**MATERIAL PROVIDED**
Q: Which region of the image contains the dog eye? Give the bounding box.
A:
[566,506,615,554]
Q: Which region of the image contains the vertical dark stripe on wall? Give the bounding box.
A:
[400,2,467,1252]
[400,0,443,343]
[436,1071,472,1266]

**ASSIGNMENT**
Could you write out only the lines of the listing above from the one that contains "Q: Which region of the image contains the vertical" through its final line, exactly and inclusive?

**TASK RESPONSE**
Q: Which region of the image contains the vertical dark stripe on wall? Give the bounding box.
A:
[400,2,467,1252]
[400,0,443,343]
[436,1071,472,1266]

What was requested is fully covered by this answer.